-- begin Provided records --

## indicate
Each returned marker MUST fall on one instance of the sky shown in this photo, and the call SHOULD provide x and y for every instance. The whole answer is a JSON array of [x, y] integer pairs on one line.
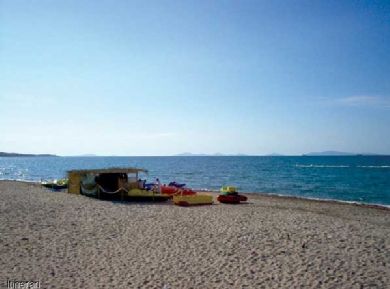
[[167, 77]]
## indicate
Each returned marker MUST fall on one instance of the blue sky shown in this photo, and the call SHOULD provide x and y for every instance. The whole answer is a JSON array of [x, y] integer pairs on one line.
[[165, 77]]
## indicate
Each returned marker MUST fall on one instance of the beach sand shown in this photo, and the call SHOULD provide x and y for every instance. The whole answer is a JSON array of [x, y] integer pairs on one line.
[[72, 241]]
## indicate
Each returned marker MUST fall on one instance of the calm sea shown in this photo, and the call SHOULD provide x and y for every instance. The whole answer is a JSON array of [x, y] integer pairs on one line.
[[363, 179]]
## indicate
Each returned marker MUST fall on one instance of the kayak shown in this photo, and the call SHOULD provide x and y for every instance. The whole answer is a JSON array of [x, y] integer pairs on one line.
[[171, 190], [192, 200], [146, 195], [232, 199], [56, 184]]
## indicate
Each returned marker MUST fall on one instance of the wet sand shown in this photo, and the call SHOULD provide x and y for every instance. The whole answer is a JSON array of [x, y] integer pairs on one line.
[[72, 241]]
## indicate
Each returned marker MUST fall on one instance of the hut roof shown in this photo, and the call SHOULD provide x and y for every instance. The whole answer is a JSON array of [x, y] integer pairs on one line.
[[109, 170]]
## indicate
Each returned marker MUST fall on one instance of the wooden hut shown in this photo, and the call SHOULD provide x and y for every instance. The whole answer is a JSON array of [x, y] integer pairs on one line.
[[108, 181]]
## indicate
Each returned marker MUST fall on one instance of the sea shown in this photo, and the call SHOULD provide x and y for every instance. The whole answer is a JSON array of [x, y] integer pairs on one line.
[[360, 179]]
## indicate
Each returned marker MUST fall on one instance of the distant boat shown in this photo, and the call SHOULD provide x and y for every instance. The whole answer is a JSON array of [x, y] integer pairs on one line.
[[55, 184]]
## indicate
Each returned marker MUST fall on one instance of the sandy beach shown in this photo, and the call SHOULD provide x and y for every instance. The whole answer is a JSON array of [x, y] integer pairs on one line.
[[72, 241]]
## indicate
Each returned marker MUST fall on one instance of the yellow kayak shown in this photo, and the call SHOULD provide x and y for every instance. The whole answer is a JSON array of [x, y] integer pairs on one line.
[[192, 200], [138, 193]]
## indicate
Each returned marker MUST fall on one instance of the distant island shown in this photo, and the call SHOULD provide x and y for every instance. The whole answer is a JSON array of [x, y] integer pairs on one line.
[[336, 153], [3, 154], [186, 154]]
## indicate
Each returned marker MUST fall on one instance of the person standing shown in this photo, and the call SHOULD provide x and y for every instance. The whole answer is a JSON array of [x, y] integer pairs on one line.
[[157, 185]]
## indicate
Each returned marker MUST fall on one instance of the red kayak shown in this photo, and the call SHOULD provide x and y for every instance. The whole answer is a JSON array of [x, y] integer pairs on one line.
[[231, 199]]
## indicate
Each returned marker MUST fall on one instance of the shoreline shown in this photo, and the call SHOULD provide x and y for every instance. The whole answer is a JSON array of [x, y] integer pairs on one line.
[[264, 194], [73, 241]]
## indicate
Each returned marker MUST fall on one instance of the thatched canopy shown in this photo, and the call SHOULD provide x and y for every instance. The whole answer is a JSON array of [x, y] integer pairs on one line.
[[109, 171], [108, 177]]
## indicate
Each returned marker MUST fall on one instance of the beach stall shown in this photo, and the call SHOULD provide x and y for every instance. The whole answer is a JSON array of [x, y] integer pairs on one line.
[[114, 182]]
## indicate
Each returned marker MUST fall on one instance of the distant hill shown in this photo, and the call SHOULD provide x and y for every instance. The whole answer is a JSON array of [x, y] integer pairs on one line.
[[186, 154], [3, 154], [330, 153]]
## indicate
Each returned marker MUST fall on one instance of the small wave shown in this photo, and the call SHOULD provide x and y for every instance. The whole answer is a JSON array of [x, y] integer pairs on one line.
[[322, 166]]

-- end Provided records --

- [Exercise objective]
Retype the listing above from its first line through the line containing "[[165, 77]]", including both ends. Omit the pictures.

- [Result]
## indicate
Each returned marker MUST fall on one instance of the sky shown in this photo, and the call SHOULD provide x and y for every instance. The whole answer is a JSON array of [x, y] integer pairs on one line.
[[167, 77]]
## indicate
Each returned marker MUST fall on one instance of the blue sky shown in this photo, and the call SHOULD provide x and y for every instance. The whole answer is a JSON array of [x, y] integer pairs on one line.
[[165, 77]]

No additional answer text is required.